In clinical research, time isn’t just money – it’s hope. And in many cases, it’s survival. Every delay in getting a clinical trial off the ground means patients wait longer for potentially life-saving treatments. One of the biggest culprits behind these delays? Contracts.
Florence Healthcare recently hosted a powerful webinar featuring Catherine Gregor, Chief Clinical Trial Officer at Florence; Tara Rabe, Research Administrator at Mayo Clinic; and Jim Wagner, CEO and Co-Founder of The Contract Network. Their conversation revealed how AI is not just streamlining contracts – but transforming clinical trial timelines and, by extension, patient outcomes.
The Contract Bottleneck: A Known Villain
Clinical trial agreements (CTAs) are infamous for dragging down startup timelines. “Besides IRB and regulatory approvals, contracts were always a major contributor to delays,” Catherine shared. With manual processes and backlogs exacerbated by workforce constraints, the industry average negotiation time now tops 90 days – second only to nuclear energy agreements, according to recent reports.

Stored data
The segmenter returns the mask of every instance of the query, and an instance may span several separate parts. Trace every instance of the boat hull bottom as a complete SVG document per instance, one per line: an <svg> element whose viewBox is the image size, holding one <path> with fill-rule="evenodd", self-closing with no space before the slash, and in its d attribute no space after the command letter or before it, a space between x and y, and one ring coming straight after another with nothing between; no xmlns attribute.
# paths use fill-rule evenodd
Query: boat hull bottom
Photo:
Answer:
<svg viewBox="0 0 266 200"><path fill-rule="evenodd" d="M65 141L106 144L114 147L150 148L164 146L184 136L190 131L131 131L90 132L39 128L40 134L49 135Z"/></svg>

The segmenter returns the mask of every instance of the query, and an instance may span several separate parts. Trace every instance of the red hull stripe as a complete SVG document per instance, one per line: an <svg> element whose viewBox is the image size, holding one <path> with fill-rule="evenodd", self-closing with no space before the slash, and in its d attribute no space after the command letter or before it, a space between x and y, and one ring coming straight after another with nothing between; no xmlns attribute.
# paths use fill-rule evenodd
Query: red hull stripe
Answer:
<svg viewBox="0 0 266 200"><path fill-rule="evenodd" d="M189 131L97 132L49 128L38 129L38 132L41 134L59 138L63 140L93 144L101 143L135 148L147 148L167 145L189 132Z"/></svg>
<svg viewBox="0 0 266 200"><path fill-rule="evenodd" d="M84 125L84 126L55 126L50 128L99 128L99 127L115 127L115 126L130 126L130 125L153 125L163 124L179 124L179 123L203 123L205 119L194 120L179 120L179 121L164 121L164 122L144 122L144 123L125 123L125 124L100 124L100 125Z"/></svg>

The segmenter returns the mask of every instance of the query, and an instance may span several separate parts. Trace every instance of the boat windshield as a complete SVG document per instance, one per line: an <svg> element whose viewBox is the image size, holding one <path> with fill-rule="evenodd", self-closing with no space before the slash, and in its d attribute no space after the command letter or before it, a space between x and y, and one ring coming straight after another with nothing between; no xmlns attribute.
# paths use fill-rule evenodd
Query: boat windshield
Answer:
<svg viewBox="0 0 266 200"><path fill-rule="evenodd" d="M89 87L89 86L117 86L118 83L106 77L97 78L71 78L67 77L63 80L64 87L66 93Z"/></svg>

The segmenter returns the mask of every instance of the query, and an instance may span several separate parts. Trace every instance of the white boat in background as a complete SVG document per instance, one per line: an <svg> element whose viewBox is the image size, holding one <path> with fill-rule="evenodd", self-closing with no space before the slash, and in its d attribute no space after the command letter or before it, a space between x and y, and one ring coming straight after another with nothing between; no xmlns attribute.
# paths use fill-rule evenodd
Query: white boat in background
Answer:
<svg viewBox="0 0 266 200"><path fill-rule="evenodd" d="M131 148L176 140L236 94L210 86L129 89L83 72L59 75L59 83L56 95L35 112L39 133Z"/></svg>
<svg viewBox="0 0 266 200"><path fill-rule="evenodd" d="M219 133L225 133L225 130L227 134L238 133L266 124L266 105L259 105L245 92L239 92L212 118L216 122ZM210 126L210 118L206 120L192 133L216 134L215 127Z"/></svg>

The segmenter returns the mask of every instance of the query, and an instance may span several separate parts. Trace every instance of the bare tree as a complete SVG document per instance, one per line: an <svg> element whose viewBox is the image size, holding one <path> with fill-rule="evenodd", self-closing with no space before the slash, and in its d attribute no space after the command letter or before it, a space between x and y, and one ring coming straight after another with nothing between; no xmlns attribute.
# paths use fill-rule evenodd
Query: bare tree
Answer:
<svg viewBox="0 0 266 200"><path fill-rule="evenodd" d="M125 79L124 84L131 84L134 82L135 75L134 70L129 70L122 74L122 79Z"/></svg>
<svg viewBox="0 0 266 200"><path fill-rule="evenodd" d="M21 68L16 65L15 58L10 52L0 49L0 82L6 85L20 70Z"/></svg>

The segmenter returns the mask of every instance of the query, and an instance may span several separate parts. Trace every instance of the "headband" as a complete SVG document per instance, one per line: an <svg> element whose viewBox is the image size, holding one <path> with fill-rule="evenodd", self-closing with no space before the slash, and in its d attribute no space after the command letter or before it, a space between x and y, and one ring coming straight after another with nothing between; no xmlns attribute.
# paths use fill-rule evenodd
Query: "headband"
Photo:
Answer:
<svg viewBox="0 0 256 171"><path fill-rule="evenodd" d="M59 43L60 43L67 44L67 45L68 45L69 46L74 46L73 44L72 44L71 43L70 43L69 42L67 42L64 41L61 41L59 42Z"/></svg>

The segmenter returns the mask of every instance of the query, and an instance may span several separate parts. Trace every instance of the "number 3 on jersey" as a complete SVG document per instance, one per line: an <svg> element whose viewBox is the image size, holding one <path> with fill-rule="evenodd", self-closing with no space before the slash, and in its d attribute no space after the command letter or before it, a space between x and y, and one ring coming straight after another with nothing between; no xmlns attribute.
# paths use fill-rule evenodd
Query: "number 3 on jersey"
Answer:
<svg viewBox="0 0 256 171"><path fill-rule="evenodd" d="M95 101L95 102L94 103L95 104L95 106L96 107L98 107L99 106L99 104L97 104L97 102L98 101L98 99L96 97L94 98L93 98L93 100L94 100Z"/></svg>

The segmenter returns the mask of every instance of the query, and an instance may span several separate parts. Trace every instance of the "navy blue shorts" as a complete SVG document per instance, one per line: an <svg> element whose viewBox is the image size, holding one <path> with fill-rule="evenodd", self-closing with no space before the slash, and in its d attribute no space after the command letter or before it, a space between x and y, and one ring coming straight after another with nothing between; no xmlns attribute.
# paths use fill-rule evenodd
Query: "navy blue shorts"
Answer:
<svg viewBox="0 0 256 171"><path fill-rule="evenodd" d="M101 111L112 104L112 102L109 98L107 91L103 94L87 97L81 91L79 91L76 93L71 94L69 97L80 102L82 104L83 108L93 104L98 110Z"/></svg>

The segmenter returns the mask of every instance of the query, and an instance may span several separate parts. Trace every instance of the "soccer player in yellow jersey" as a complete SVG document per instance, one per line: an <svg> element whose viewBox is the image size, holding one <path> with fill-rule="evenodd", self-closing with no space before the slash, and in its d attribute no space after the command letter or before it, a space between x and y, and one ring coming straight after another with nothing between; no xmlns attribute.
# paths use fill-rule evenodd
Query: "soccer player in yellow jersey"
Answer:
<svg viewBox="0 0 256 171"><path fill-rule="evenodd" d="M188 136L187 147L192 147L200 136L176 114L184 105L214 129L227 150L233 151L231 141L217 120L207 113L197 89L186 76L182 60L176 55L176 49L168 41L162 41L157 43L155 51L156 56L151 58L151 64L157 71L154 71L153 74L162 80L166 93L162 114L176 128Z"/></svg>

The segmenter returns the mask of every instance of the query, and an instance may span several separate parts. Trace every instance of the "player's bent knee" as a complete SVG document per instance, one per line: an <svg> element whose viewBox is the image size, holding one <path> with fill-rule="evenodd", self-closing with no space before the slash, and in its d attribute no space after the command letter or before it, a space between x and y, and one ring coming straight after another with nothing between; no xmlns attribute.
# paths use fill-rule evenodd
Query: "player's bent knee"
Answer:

YOUR TASKS:
**1)** According to the article on clinical trial contracts, what is Jim Wagner's role at The Contract Network?
**2)** In the article on clinical trial contracts, rewrite the stretch from "Florence Healthcare recently" through "extension, patient outcomes.", changing "webinar" to "panel discussion".
**3)** Write the next part of the article on clinical trial contracts, starting after its last sentence.
The stored data is separate material and has no connection to the article on clinical trial contracts.

EXPECTED OUTPUTS:
**1)** He is CEO and Co-Founder of The Contract Network.

**2)**
Florence Healthcare recently hosted a powerful panel discussion featuring Catherine Gregor, Chief Clinical Trial Officer at Florence; Tara Rabe, Research Administrator at Mayo Clinic; and Jim Wagner, CEO and Co-Founder of The Contract Network. Their conversation revealed how AI is not just streamlining contracts – but transforming clinical trial timelines and, by extension, patient outcomes.

**3)**
For Tara at Mayo Clinic, the situation was even more dire. “There was a time where it would take us six to nine months to negotiate a CTA,” she admitted. “That’s embarrassing.” With over 6,500 agreements per year and a lean team, something had to give.
Fixing the Foundation First
Before jumping into automation or AI, Tara’s team had to overhaul their entire process. “You cannot automate a broken process,” she stressed. The team realigned their workflows so that IRB, budget, and contracts began simultaneously rather than sequentially. They fostered collaboration across departments, improved visibility into bottlenecks, and leveraged master agreements and ACTA templates where possible.
Only once their processes were optimized did they bring in AI.
“Humans plus AI deliver better results.” – Tara Rabe, Research Administrator at Mayo Clinic
Enter AI: A Game-Changer for Clinical Contracts
With The Contract Network, Tara’s team set bold goals: reduce CTA review times by 25% by mid-2025, and hit a 50% reduction by the end of that year. They achieved the latter in just four months.
Using AI, Mayo now automates redlines, identifies past precedent agreements in seconds, and provides new staff with guided learning based on real-world examples. Negotiators no longer start from scratch; they start from insight.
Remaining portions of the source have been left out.